◆ **Texto de leitura**
A outra chave tem a ver com o grande objectivo britânico: vencer a guerra. Ao analisarmos a criação e implementação da Secção Portuguesa da bbc, não nos podemos esquecer do fundamental: o que estava em causa não era uma política de cooperação cultural entre dois velhos aliados, mas sim de uma resposta, posta em prática não apenas em Portugal mas em vários países, à poderosa ofensiva propagandística implementada pelos países do Eixo. É certo, como este livro bem demonstra, que Londres adopta uma postura distinta de Berlim neste domínio, evitando aplicar um conceito que adquirira uma conotação negativa após a Primeira Guerra Mundial, e que este posicionamento, que procurava afastar-se do tipo de propaganda posta em prática pela Alemanha, iria revelar-se particularmente eficaz. Num país onde a informação nacional e internacional era alvo de um apertado controlo por parte da censura, a avidez por notícias em primeira mão, divulgadas e apreendidas como isentas e objectivas, e que por isso não eram consideradas propaganda, maximizou a estratégia do Ministério da Informação britânico que encontrou em Portugal um terreno particularmente fértil, ao contrário da estratégia alemã, que facilmente percepcionada como propaganda (p. 119) revelou fraca capacidade proselitista. Tratava-se, contudo, de dois tipos de propaganda (p. 29): a «branca», utilizada pelos britânicos; e a «preta» ou «cinzenta» aplicada pelos alemães, que tinham em ambos os casos como objectivo a vitória no conflito.

Nesse sentido, as diferentes fases porque passam as relações entre as autoridades portuguesas e a bbc/Governo britânico identificadas por Nelson Ribeiro subordinam-se a esse grande propósito. A linha editorial da Voz de Londres procurou garantir a manutenção das boas relações com o Estado Novo e a adulação ao regime e ao seu chefe era um ingrediente que não deveria ser esquecido nas emissões (p. 258). Tal não invalidou que pontualmente estes elogios estivessem ausentes da antena e que a mesma tenha passado a abordar assuntos sensíveis, como o da questão do embargo às exportações de volfrâmio, uma vez garantida a utilização das bases açorianas (p. 271).

A busca deste equilíbrio levou os britânicos a procurar agradar, ora à oposição (p. 253), ora aos adeptos e elementos do regime (p. 237-238), num perigoso jogo que nunca chegou a colocar verdadeiramente em causa as relações diplomáticas entre os dois países nem afectou, apesar de alguns sobressaltos, como o motivado pelo fim do programa de Fernando Pessa «Calendário dos Ditadores» que gozava de enorme sucesso, o impacto das emissões no panorama radiofónico nacional. Refira-se, no entanto, que a justificação apontada pelo autor para o fim deste programa (a bbc pretenderia reforçar a sua influência entre as elites e este programa era criticado pelos estratos mais elevados da sociedade portuguesa (pp. 163, 188 e 250), não parece bem fundamentada, deixando ao leitor a impressão de que não terão sido meras estratégias de captação e de fidelização de públicos-alvo a justificar essa medida, já que uma das grandes mais-valias da rádio era precisamente a de chegar, através de uma programação diferenciada, a diferentes tipos de ouvintes, não sendo, em princípio, necessário abdicar de um em benefício de outro.

◆ **Dados registados**
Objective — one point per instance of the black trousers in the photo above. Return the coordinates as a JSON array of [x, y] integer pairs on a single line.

◆ **Lista de tarefas**
1. Transcreva o trecho do texto sobre a propaganda britânica em Portugal que vai de "Nesse sentido, as" a "açorianas (p. 271).", trocando "Voz de Londres" por "Secção Portuguesa da bbc".
2. Prossiga o texto sobre a propaganda britânica em Portugal a partir do ponto em que termina.

◆ **Respostas às tarefas**
1.
Nesse sentido, as diferentes fases porque passam as relações entre as autoridades portuguesas e a bbc/Governo britânico identificadas por Nelson Ribeiro subordinam-se a esse grande propósito. A linha editorial da Secção Portuguesa da bbc procurou garantir a manutenção das boas relações com o Estado Novo e a adulação ao regime e ao seu chefe era um ingrediente que não deveria ser esquecido nas emissões (p. 258). Tal não invalidou que pontualmente estes elogios estivessem ausentes da antena e que a mesma tenha passado a abordar assuntos sensíveis, como o da questão do embargo às exportações de volfrâmio, uma vez garantida a utilização das bases açorianas (p. 271).

2.
Semelhante maleabilidade encontra-se no posicionamento do regime português perante as emissões da bbc em língua portuguesa. Se no caso das únicas três rádios nacionais autorizadas a transmitir boletins informativos era fácil exercer um controlo sobre os seus conteúdos e sobre as notícias, recorrendo-se, num caso único nos regimes autoritários da época, a censores privativos que tinham de ser pagos pelas próprias estações emissoras (p. 76), no caso da bbc esse controlo era mais precário mas não inexistente.

Além das boas relações que o embaixador português em Londres procurou manter com altos responsáveis pelos serviços de radiofusão britânicos, o Governo de Lisboa aceitou prolongar o contrato de três professores colocados em Londres para que desse modo pudessem colaborar com a bbc como tradutores e autorizou que um funcionário da embaixada também colaborasse na Secção Portuguesa. Esta era uma via que permitia não só acompanhar o dia-a-dia da secção como condicionar o seu funcionamento em caso de necessidade (p. 304). Este condicionamento foi notório com o afastamento de Armando Cortesão em Dezembro de 1941 (p. 327) e terá sido também um elemento importante na censura exercida sobre os programas de outro colaborador português, António Pedro da Costa (p. 201), o que leva o autor a chamar a atenção para a relação que Salazar conseguiu estabelecer entre «liberdade concedida à propaganda britânica em Lisboa e o nível de satisfação com o conteúdo das emissões da Voz de Londres» (p. 336) e a concluir que «a bbc viu-se forçada a ceder às pressões tanto do Governo britânico como do Governo português via Foreign Office» (p. 338).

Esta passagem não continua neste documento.